• [Instructions for the task]: Using the records below, copy out exactly the line that contains "Target: wooden plank" and every line that follows it, up to and including the last, and no others.

• [Material]:
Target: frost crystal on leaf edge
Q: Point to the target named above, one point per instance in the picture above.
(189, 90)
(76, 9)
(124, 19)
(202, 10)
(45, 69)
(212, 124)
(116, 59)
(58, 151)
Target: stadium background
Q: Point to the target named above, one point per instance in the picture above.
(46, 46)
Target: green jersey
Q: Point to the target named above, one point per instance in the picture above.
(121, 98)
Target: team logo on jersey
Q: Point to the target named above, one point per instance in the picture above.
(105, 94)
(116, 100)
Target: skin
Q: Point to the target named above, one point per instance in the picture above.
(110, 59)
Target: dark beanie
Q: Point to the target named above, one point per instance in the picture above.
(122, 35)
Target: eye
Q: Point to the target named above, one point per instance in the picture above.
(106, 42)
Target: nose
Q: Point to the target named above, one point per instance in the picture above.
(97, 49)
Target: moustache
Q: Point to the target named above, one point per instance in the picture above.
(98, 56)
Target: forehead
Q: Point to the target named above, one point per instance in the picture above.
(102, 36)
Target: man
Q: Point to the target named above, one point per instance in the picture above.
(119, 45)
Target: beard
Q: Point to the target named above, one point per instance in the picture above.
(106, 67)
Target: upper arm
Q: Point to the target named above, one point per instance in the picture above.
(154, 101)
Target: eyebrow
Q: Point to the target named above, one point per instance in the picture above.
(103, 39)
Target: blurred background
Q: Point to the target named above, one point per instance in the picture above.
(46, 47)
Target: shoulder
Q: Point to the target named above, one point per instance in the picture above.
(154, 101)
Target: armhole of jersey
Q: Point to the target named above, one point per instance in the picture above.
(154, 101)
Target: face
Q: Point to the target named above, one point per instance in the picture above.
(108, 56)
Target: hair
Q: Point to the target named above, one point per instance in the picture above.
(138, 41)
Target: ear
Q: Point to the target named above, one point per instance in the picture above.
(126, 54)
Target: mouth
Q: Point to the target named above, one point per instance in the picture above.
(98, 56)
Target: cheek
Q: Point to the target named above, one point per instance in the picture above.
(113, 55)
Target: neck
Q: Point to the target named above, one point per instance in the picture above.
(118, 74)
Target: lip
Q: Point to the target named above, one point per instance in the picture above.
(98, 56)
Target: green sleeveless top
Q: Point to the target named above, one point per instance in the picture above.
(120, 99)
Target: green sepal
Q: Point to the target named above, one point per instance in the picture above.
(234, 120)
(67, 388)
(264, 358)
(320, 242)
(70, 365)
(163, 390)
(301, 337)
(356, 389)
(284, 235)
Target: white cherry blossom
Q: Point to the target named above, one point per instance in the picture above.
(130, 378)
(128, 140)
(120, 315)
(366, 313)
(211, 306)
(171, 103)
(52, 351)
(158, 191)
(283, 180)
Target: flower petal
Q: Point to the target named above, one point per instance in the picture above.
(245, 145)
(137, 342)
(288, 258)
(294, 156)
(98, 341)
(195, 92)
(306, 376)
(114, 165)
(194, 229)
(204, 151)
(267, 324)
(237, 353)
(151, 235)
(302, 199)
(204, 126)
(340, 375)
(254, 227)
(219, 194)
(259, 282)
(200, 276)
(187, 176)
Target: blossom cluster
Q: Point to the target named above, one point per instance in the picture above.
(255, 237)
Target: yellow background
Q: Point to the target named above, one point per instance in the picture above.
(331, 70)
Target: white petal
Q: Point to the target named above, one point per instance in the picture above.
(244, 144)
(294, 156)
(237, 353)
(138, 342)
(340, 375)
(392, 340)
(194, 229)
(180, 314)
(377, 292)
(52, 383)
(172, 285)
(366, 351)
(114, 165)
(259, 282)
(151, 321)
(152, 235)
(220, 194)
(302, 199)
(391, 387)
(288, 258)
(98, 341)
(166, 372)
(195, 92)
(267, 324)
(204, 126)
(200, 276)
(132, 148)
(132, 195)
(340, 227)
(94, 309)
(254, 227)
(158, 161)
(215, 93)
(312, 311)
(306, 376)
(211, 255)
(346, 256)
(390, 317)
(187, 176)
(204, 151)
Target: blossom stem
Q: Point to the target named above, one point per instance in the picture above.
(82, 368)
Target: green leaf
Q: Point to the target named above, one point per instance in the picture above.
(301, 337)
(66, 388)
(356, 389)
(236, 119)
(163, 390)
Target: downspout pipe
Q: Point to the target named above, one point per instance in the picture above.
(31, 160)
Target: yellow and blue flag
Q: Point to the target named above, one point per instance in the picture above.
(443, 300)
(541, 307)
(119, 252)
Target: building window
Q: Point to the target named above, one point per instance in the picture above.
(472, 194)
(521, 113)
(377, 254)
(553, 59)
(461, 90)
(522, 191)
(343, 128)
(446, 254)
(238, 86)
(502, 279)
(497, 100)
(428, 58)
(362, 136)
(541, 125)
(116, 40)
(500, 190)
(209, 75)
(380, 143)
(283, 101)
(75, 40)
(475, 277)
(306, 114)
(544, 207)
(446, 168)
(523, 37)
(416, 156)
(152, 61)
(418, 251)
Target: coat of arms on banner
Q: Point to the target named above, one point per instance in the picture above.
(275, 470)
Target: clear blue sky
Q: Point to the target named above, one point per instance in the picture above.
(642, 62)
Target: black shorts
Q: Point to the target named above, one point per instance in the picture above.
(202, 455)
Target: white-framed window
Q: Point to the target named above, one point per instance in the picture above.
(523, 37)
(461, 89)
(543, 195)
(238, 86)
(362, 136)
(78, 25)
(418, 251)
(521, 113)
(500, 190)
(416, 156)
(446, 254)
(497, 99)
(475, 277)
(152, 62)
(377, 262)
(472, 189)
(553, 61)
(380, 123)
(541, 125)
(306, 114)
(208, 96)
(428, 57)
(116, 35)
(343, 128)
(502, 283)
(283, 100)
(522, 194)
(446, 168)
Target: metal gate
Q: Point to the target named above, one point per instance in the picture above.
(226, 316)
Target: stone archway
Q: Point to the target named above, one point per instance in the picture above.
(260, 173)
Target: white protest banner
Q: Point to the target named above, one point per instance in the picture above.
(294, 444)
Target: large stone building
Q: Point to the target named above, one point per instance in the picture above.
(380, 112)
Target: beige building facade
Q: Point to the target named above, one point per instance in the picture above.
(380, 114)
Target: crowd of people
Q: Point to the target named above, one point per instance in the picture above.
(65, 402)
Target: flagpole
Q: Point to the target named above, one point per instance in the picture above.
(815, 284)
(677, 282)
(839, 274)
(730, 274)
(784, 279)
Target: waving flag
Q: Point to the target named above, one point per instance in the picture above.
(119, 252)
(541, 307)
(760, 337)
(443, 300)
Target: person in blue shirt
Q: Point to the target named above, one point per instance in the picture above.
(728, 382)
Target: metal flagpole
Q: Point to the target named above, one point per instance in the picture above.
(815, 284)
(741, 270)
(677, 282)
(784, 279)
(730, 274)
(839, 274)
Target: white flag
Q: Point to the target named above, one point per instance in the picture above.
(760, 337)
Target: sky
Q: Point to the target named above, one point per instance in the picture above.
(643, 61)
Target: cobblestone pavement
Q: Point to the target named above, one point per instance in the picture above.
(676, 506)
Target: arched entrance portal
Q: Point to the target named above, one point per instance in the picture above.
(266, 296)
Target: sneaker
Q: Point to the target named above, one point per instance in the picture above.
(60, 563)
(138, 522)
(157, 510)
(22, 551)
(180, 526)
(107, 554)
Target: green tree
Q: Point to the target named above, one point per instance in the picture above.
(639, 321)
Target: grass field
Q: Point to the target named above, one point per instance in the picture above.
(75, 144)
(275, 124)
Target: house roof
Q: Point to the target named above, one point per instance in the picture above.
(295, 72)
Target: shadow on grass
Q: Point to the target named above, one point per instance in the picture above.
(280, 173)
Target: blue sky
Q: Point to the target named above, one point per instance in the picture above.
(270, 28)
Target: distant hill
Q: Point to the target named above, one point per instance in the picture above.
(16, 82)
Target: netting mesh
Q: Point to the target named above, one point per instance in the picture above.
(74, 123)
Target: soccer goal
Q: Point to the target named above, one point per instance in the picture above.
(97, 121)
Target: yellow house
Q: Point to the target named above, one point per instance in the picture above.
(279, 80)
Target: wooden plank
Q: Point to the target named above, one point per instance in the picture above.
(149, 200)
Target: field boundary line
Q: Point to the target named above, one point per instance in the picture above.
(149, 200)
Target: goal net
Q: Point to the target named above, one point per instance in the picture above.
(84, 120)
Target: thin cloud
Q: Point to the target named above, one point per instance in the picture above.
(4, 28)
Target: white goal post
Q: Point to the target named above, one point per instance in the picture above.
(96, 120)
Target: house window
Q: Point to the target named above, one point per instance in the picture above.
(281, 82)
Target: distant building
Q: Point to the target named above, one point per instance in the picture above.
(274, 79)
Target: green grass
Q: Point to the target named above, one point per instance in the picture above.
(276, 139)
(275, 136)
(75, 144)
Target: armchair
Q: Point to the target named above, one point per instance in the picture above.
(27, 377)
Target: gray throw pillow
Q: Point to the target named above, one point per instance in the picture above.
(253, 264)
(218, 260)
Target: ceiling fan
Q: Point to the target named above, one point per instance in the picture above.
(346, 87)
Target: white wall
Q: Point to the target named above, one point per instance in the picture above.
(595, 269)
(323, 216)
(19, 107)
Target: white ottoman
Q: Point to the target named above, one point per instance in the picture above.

• [Output of the task]:
Target: wooden plank
Q: Point to the target named above, one point per instance in the picture above.
(149, 200)
Target: field boundary line
Q: Point to the target named above, one point per instance in the picture above.
(149, 200)
Target: goal net
Q: Point to the target named above, one point per instance in the picture above.
(84, 120)
Target: thin cloud
Q: Point to the target named above, one point per instance in the picture above.
(4, 28)
Target: white goal post
Q: Point to the target named above, one point per instance in the picture above.
(96, 120)
Target: house window
Q: Point to the target named above, one point per instance in the picture above.
(281, 82)
Target: distant building
Q: Point to the target named above, one point per instance in the picture above.
(274, 79)
Target: green grass
Q: Point to the target named above, one point per instance in the picture above.
(276, 139)
(275, 136)
(75, 144)
Target: armchair
Q: Point to the target named above, one point per instance in the picture above.
(27, 377)
Target: gray throw pillow
Q: Point to the target named above, one point per instance in the picture above.
(253, 264)
(218, 260)
Target: ceiling fan
Q: Point to the target named above, one point per instance in the picture above.
(346, 87)
Target: white wall
Q: Point to the target named above, one point per instance in the picture above.
(595, 269)
(323, 216)
(19, 107)
Target: white ottoman
Q: Point to the target named above, one point per instance in the picture above.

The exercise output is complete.